Task description. All pictures are to be skipped; retype only the lines from the top of the entries through the line with "mark the child's hair | one pin per instance.", both included.

Available data.
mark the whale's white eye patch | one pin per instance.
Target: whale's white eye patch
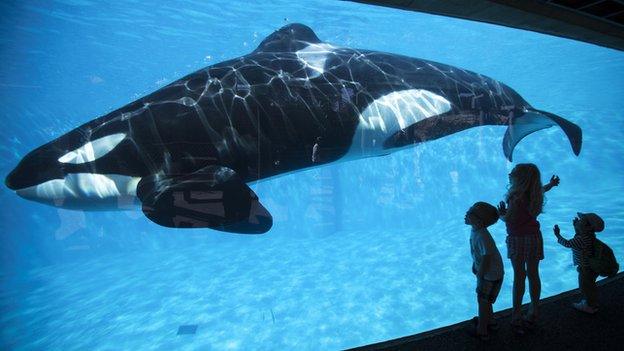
(314, 56)
(93, 150)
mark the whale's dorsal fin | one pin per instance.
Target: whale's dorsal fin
(213, 197)
(290, 38)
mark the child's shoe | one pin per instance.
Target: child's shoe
(584, 307)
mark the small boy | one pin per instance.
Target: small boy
(487, 264)
(586, 225)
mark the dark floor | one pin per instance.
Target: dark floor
(560, 327)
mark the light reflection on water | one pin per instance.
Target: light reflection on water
(398, 249)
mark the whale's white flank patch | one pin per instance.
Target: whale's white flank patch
(93, 150)
(389, 114)
(314, 57)
(82, 186)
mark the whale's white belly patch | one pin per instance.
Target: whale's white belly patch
(82, 186)
(389, 114)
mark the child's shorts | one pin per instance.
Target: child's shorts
(488, 290)
(525, 246)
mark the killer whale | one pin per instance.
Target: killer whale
(186, 152)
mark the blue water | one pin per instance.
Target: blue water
(360, 252)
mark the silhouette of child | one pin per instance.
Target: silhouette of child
(487, 264)
(525, 247)
(586, 225)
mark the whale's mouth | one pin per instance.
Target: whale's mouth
(80, 190)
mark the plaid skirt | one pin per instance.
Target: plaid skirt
(525, 246)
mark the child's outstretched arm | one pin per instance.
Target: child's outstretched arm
(554, 181)
(574, 243)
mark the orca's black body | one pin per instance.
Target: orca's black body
(187, 150)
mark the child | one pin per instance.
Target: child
(525, 248)
(487, 264)
(586, 225)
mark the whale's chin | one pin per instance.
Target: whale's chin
(86, 191)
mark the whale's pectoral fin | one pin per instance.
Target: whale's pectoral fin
(535, 120)
(213, 197)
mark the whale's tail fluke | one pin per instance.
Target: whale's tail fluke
(533, 120)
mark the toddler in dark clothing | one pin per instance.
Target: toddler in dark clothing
(586, 225)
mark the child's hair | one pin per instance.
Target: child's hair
(526, 181)
(486, 212)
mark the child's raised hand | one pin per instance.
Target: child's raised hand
(502, 208)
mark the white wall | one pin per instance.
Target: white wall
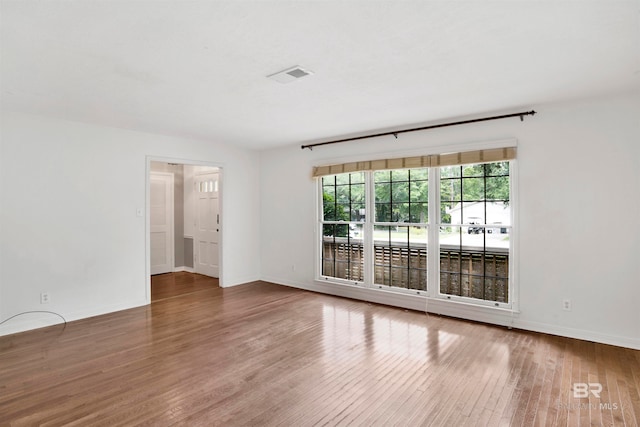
(578, 168)
(69, 194)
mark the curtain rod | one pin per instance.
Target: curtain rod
(396, 132)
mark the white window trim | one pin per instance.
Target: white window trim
(431, 300)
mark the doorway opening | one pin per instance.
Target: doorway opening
(184, 225)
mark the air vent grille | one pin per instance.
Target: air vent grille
(290, 74)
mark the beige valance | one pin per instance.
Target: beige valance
(433, 160)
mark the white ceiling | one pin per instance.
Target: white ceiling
(198, 68)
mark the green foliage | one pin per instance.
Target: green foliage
(334, 212)
(478, 182)
(401, 195)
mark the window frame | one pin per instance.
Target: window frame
(433, 243)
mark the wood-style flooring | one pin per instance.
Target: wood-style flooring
(261, 354)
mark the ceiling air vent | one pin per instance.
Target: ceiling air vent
(290, 74)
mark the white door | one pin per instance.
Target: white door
(207, 224)
(161, 222)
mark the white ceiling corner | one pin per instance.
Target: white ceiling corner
(198, 69)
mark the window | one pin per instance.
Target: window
(474, 231)
(380, 225)
(400, 228)
(343, 214)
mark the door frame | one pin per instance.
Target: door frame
(147, 229)
(196, 251)
(171, 219)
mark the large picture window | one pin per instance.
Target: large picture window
(443, 230)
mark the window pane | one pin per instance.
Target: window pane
(343, 252)
(357, 177)
(450, 171)
(497, 169)
(419, 191)
(400, 175)
(342, 179)
(400, 257)
(472, 189)
(473, 170)
(400, 212)
(450, 190)
(419, 213)
(383, 212)
(498, 213)
(383, 193)
(400, 191)
(419, 174)
(343, 197)
(382, 176)
(357, 193)
(498, 188)
(472, 267)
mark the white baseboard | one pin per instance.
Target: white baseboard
(456, 309)
(36, 320)
(235, 281)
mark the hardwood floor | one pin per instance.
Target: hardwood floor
(176, 284)
(263, 354)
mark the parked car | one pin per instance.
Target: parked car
(475, 230)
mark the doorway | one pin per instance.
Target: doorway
(196, 233)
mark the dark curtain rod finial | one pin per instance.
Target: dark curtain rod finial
(396, 132)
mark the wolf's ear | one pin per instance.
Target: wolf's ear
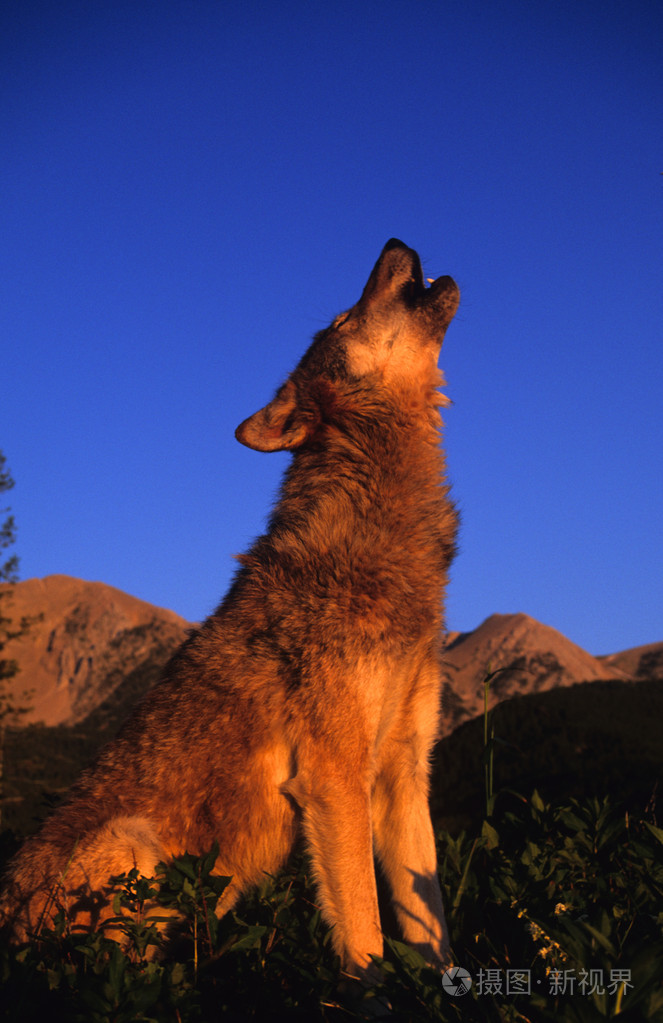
(277, 427)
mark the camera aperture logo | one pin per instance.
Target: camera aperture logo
(456, 981)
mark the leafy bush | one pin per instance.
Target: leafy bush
(564, 902)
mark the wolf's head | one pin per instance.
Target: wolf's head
(390, 339)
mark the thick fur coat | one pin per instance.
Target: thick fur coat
(307, 705)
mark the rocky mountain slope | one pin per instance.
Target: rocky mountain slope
(84, 640)
(90, 637)
(526, 656)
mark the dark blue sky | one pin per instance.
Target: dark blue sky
(188, 190)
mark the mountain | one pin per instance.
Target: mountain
(84, 640)
(582, 721)
(527, 657)
(639, 662)
(89, 638)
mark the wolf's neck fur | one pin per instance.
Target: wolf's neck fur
(367, 509)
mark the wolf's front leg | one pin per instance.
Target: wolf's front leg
(336, 814)
(405, 847)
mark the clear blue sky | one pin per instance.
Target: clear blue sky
(190, 188)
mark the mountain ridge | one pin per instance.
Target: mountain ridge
(87, 638)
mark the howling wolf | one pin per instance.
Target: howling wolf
(307, 704)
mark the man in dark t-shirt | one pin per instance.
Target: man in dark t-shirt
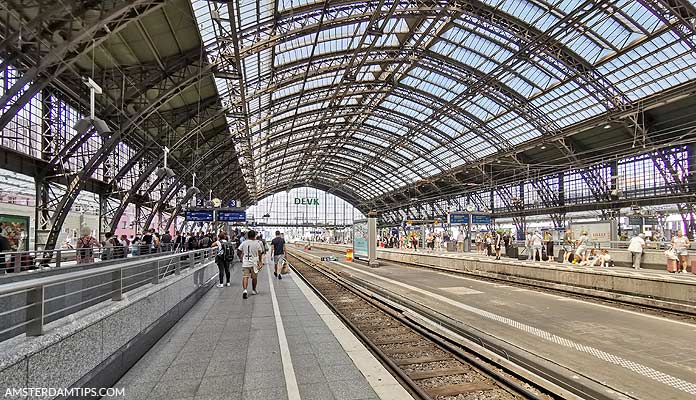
(4, 246)
(278, 253)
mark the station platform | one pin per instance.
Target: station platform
(282, 343)
(644, 287)
(630, 354)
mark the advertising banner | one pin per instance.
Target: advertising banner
(199, 215)
(458, 218)
(480, 219)
(15, 228)
(231, 216)
(597, 231)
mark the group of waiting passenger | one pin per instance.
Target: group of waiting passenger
(88, 247)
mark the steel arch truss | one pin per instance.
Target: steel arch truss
(398, 91)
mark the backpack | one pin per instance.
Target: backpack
(229, 253)
(85, 252)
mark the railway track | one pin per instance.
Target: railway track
(647, 309)
(428, 365)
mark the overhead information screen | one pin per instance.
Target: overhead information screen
(199, 215)
(231, 216)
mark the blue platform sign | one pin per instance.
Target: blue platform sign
(231, 216)
(480, 219)
(458, 218)
(199, 215)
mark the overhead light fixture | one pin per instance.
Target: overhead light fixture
(165, 172)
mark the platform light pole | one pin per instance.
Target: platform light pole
(372, 239)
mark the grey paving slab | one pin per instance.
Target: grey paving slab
(316, 391)
(227, 348)
(352, 390)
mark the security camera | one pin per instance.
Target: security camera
(92, 84)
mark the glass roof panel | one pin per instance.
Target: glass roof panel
(456, 89)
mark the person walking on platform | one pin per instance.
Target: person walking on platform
(567, 246)
(636, 246)
(497, 243)
(278, 253)
(85, 253)
(581, 250)
(537, 242)
(460, 242)
(221, 259)
(549, 247)
(251, 253)
(680, 244)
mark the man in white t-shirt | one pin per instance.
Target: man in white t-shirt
(251, 253)
(636, 246)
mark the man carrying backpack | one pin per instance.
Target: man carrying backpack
(192, 243)
(205, 242)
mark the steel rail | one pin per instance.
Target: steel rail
(450, 346)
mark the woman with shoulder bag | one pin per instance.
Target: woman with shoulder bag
(221, 259)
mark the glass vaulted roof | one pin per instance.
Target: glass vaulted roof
(365, 98)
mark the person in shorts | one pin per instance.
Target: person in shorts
(278, 253)
(582, 246)
(251, 253)
(680, 244)
(567, 246)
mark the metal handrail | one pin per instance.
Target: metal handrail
(20, 261)
(33, 306)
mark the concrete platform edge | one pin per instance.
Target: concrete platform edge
(382, 382)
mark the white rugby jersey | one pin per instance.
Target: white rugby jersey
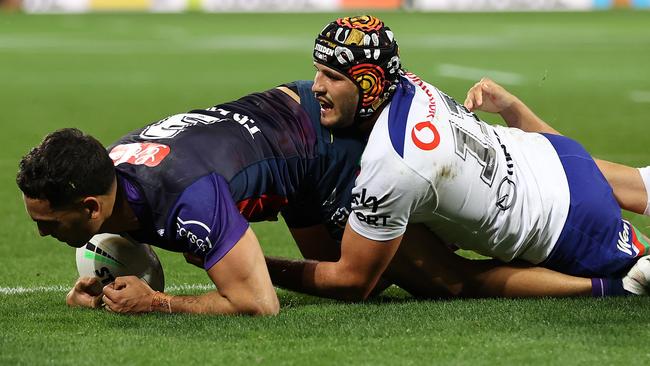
(495, 190)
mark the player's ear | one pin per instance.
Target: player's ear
(92, 206)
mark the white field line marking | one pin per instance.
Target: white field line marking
(471, 73)
(65, 288)
(640, 96)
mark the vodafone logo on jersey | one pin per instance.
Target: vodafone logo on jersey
(138, 153)
(425, 136)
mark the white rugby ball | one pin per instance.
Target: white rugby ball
(107, 256)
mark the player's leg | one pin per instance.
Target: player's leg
(595, 240)
(425, 267)
(630, 185)
(637, 279)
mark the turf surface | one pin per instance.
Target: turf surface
(585, 73)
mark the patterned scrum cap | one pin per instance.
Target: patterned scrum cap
(363, 49)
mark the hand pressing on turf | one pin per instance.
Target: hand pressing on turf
(87, 292)
(488, 96)
(128, 295)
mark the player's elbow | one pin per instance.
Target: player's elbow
(356, 287)
(268, 308)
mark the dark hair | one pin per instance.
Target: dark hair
(65, 167)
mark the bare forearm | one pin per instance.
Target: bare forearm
(210, 303)
(518, 115)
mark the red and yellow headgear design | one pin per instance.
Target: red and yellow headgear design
(363, 49)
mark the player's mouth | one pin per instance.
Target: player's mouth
(325, 106)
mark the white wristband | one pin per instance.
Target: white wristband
(645, 176)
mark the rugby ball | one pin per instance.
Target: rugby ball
(107, 256)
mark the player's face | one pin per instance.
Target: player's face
(338, 97)
(71, 225)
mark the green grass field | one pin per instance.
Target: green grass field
(585, 73)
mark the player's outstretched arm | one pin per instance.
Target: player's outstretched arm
(241, 277)
(86, 292)
(488, 96)
(352, 277)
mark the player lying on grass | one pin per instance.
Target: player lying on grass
(502, 192)
(192, 182)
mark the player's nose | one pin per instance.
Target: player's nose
(43, 230)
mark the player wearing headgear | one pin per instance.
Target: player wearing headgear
(191, 183)
(498, 191)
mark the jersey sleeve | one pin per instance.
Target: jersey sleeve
(207, 222)
(387, 191)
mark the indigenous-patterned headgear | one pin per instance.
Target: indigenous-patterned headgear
(363, 49)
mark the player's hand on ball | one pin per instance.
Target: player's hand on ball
(87, 292)
(128, 295)
(488, 96)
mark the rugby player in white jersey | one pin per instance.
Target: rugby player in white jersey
(505, 193)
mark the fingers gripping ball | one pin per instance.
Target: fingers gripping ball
(107, 256)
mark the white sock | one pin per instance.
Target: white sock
(645, 176)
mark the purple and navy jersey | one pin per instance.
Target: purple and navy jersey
(196, 179)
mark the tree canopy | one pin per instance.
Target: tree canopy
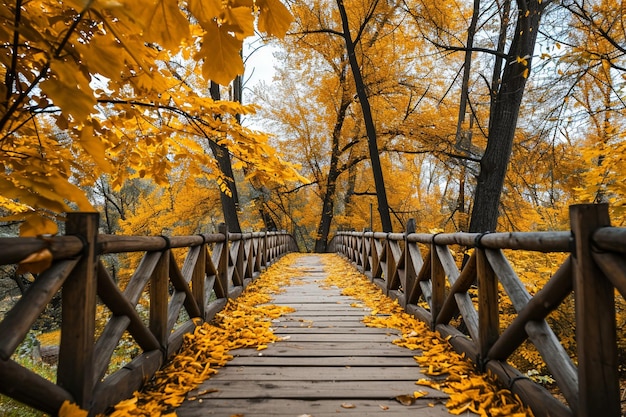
(121, 88)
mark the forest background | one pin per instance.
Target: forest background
(466, 116)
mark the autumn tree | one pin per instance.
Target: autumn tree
(89, 89)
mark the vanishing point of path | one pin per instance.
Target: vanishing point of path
(328, 363)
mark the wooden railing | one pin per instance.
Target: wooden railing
(216, 267)
(595, 268)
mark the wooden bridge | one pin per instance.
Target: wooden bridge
(196, 275)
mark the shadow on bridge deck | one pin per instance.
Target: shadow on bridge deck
(328, 363)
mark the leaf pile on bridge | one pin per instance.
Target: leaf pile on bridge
(246, 322)
(450, 371)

Task solution.
mark the whale's white eye patch | one pin per instance.
Target: whale's white eye patch
(314, 56)
(93, 150)
mark the whale's dorsal fin | one pin per instance.
Target: whale's dorsal fin
(213, 197)
(290, 38)
mark the child's shoe | one pin per instance.
Target: child's shoe
(584, 307)
mark the small boy | one pin per instance.
Target: small boy
(487, 264)
(586, 225)
mark the dark floor | one pin per instance.
Target: dark floor
(560, 327)
mark the light reflection on water | one pin per instance.
Target: light reflection on water
(398, 249)
mark the whale's white flank patch | one pin per instance.
Target: whale's white flank patch
(93, 150)
(389, 114)
(314, 57)
(82, 186)
mark the whale's white belly patch | one pin per instance.
Target: whale's white belly patch
(82, 186)
(389, 114)
mark the child's shorts | one pin per instance.
Target: child's shorts
(488, 290)
(525, 246)
mark the killer whale | one pin per instance.
Target: killer whale
(186, 152)
mark the blue water | one pin per instance.
Target: blue water
(360, 252)
mark the silhouette of child | one pin per instance.
Target: silhouette of child
(487, 264)
(525, 247)
(586, 225)
mark the whale's mouth | one pin per instance.
Target: whale's mouth
(80, 190)
mark the plaid skirt | one pin per instance.
Target: plaid skirt
(525, 246)
mark the child's outstretched arm | one pin per instance.
Target: child's outstretched arm
(554, 181)
(574, 243)
mark the orca's black body | one pin per instance.
Target: orca's black body
(187, 150)
mark the child | one pin per instance.
Target: child
(525, 248)
(487, 264)
(586, 225)
mark the whale's chin | one pin per instance.
Target: whale's chin
(86, 191)
mark the whale's pectoral fin | one pin per instance.
Target: whale's pectoral fin
(535, 120)
(213, 197)
mark the whale's tail fluke | one pin per instance.
Target: whale's tail fluke
(533, 120)
mark the toddler in dark clothing | one pin per instance.
Target: toddler in dark clothing
(586, 225)
mark the child's hair | one pin per instance.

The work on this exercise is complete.